**Exercise task**:
Reproduce the material below word for word, leaving every line unchanged.

**Point labels for objects**:
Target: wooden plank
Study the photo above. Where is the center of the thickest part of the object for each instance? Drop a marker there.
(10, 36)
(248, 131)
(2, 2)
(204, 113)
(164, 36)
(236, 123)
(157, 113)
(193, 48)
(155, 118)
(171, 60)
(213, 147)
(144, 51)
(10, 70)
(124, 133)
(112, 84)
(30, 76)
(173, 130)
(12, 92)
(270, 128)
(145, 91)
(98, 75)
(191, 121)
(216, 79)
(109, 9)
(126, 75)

**Output**:
Target: wooden plank
Study the photo above. Where is the center of the thickest part of the object for each instance? Drop a marker there.
(10, 36)
(248, 131)
(2, 2)
(204, 113)
(164, 36)
(236, 123)
(157, 113)
(193, 48)
(155, 118)
(171, 60)
(213, 147)
(144, 51)
(10, 70)
(124, 133)
(112, 84)
(30, 76)
(173, 130)
(12, 92)
(270, 128)
(145, 91)
(98, 75)
(191, 121)
(216, 79)
(109, 9)
(126, 75)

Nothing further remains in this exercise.